Work to complete:
a) Answer these questions about the explanation of quantum particles, one answer per line:
(i) What do the probabilities in the wave-like field represent?
(ii) What can we get an idea of by calculating how the waves move?
(iii) What example does the explanation give of something done to a particle to get a reaction?
b) Return the passage of the explanation of quantum particles starting at "There are different" and ending at "you’ve set up.".
c) Summarize the explanation of quantum particles in two sentences.

Document segment:
★ ★ ★ ★
A particle will appear to be in a single precise location when we go looking for it, but its possible “locations” when we’re not looking is a field of probabilities that move like a wave. Those probabilities represent how likely you are to find the particle at any given location when you go looking for it again*

This means we can get an idea of where we’re likeliest to find the particle next time we look by calculating how those waves move. They can do some weird stuff that you wouldn’t expect particles to be able to do

There are different competing *interpretations* of what this means: is the wave the actual particle? does the particle exist in between the times we’re looking for it? We can’t really say yet. It’s still an interesting open question

* when I say “look for” a particle, you can’t just continuously watch them move around. You have to do something to them to get a reaction, like wait for them to hit a barrier you’ve set up.
★ ★ ★ ★
Collected data:

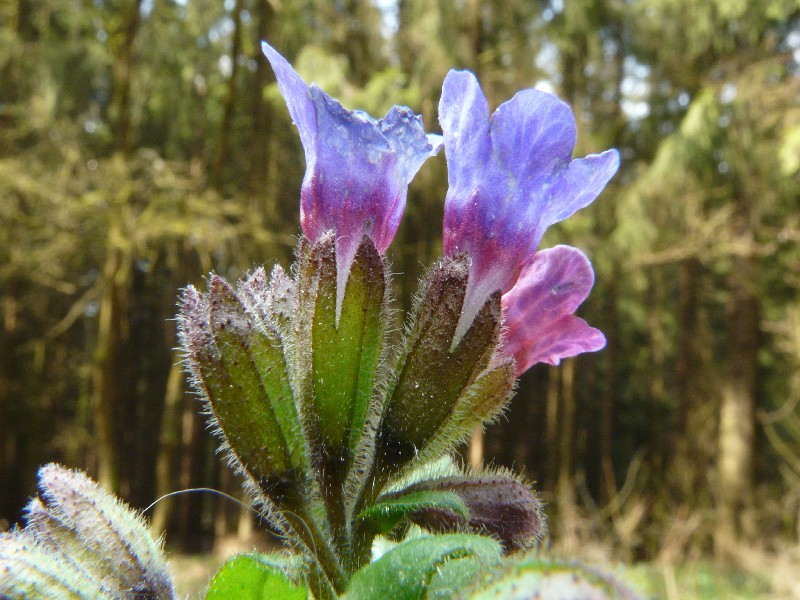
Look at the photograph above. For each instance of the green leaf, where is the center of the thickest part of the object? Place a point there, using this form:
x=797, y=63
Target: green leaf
★ ★ ★ ★
Task-by-task results:
a)
(i) How likely you are to find the particle at any given location when you go looking for it again.
(ii) Where we're likeliest to find the particle next time we look.
(iii) Waiting for it to hit a barrier you've set up.

b)
There are different competing *interpretations* of what this means: is the wave the actual particle? does the particle exist in between the times we’re looking for it? We can’t really say yet. It’s still an interesting open question

* when I say “look for” a particle, you can’t just continuously watch them move around. You have to do something to them to get a reaction, like wait for them to hit a barrier you’ve set up.

c) A particle appears to be in a single precise location when we look for it, but when we are not looking, its possible locations form a field of probabilities that moves like a wave. Calculating how those waves move shows where we are likeliest to find the particle next, while competing interpretations of what the wave means remain an open question.